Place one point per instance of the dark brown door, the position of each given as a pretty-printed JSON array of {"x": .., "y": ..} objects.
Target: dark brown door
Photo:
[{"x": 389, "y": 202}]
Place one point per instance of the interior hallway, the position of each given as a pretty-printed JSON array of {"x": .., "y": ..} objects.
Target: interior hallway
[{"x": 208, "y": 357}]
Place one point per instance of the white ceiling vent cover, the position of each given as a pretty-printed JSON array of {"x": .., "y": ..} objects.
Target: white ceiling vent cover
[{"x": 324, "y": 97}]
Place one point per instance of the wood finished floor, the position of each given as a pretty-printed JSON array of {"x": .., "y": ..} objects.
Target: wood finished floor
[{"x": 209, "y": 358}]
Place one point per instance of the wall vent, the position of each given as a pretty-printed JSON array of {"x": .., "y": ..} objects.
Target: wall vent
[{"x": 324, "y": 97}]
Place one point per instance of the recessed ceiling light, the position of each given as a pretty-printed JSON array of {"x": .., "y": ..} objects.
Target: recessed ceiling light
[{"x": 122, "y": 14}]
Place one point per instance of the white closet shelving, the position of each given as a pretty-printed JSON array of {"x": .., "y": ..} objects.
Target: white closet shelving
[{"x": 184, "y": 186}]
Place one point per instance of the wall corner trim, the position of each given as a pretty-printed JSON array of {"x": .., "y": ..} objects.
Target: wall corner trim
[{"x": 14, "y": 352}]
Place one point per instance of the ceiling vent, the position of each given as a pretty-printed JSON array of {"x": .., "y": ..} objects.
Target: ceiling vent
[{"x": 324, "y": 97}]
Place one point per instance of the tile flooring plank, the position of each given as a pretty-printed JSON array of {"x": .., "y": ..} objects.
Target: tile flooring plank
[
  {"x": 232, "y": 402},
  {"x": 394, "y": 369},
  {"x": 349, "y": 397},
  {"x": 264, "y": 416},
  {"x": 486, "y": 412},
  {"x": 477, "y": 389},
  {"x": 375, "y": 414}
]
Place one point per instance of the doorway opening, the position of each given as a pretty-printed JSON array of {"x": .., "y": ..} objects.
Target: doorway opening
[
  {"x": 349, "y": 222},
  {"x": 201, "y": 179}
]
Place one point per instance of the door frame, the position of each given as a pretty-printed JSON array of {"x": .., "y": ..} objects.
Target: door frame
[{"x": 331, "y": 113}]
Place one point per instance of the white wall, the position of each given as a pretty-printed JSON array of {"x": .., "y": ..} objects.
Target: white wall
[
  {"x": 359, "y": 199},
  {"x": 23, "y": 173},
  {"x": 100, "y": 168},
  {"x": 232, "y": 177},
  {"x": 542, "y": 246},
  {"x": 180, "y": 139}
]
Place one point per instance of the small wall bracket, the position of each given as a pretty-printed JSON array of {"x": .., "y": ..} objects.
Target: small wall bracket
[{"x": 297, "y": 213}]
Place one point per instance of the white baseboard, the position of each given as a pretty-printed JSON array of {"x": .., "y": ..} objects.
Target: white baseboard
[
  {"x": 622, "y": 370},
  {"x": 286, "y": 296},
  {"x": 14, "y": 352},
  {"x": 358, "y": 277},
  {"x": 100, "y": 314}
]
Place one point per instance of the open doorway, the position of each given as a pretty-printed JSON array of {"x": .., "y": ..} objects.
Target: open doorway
******
_Task instructions_: Could you set down, word for word, only the lines above from the line with "Target: doorway opening" to the line with "Place one point per instance of the white wall, the", including both?

_Solved problem_:
Target: doorway opening
[
  {"x": 349, "y": 222},
  {"x": 201, "y": 179}
]
Place one point per instance of the door frame, the position of each given as a pretty-printed JSON array of {"x": .., "y": ..} objects.
Target: door frame
[{"x": 331, "y": 113}]
Place one point per instance of the white wall, the position of each given as a pretty-printed JSON array of {"x": .., "y": ..} objects.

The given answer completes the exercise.